- _Task objective_:
For each line of the listing that contains "positive", make a copy and return it.

- _Information provided_:
++++++++
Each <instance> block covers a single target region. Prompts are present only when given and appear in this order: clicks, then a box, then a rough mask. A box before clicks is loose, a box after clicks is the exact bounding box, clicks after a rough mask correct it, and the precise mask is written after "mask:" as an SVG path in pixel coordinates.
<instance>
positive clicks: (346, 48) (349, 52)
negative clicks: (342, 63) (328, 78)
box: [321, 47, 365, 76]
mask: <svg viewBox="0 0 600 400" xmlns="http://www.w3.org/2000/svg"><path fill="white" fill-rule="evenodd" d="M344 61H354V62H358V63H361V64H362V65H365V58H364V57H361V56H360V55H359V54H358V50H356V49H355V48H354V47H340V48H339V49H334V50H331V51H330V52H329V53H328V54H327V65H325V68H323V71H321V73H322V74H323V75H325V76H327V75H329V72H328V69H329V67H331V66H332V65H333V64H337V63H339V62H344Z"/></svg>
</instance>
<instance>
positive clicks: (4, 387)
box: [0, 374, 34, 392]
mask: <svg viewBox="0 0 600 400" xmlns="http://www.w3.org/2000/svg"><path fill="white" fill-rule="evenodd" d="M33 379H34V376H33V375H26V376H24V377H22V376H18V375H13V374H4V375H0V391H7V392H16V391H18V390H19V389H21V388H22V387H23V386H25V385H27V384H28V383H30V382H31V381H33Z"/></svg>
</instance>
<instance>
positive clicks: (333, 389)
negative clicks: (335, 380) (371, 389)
++++++++
- _The answer_:
positive clicks: (346, 48) (349, 52)
positive clicks: (4, 387)
positive clicks: (333, 389)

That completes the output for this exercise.